## EJERCICIOS
1. Enumera todos los nombres propios de lugar que aparecen en el texto sobre las memorias del miliciano Isidoro Andreu.
2. Localiza en los registros cada línea que contenga la cadena "fill" y cópiala.

La Flota Republicana. Memorias del miliciano Isidoro Andreu VIII
La Flota Republicana. Memorias del miliciano Isidoro Andreu VIII
Haitzgorri

 

Continuamos con la publicación del documento de las Memorias de un Miliciano que inciamos con NACE UN REPUBLICANO. Memorias del miliciano Isidoro Andreu (I). En él se recogen las vivencias del bilbaíno Isidoro Andreu, desde su incorporación al frente de Álava hasta la retirada por Cantabria y su caída prisionero en la plaza de toros de Santander.

Pocos días después de la visita de mi madre tuvimos en el frente otra visita también inesperada y no menos emocionante. Fue en un atardecer sereno de aquel excepcional otoño, cuando estando de guardia en el parapeto vimos de pronto aparecer sobre el mar, desde el oeste, una ligera columna de humo que llamó nuestra atención. Comprendimos que lo que se aproximaba era un barco, cosa insólita por ser aquellas aguas zona de guerra. Nuestro primer inquieto pensamiento fue que podía tratarse del sublevado destructor “Velasco”, que por aquellos días andaba bombardeando los alrededores del Abra y bloqueando la entrada de mercantes en la ría bilbaína. Empezamos a temer un posible bombardeo de las posiciones costeras, aunque las nuestras, bastantes alejadas de aquellas, no serían fáciles de alcanzar por el poco calibre de la artillería de un destructor. Pero mientras hacíamos estas cábalas la nave se había ido acercando y poco a poco su tamaño crecía, hasta que en pocos minutos teníamos ante nuestros asustados ojos la mole un poderoso crucero erizado de cañones de gran calibre, capaces de hacer volar de una andanada todos aquellos pequeños fortines de sacos terreros que tantos sudores nos habían constado. No cabía duda de que aquel barco no podía ser otro que el crucero “Almirante Cervera”, compañero de fechorías del destructor “Velasco” y principal causante del misérrimo racionamiento al que estaban sometidos los bilbaínos.

Registros de etiquetado de regiones
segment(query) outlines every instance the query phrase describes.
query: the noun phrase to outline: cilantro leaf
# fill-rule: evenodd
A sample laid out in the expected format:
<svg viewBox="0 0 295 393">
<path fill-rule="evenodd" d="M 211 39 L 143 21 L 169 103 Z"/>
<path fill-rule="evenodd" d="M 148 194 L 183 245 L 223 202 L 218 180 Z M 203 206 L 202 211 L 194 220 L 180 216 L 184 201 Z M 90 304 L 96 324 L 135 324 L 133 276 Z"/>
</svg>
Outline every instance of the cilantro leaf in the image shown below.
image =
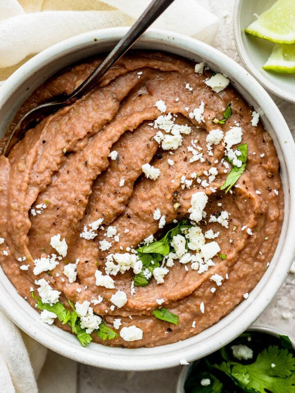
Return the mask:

## RESPUESTAS
1. Álava, Cantabria, Santander y el Abra.

2.
# fill-rule: evenodd
<path fill-rule="evenodd" d="M 211 39 L 143 21 L 169 103 Z"/>
<path fill-rule="evenodd" d="M 148 194 L 183 245 L 223 202 L 218 180 Z M 203 206 L 202 211 L 194 220 L 180 216 L 184 201 Z M 90 304 L 96 324 L 135 324 L 133 276 Z"/>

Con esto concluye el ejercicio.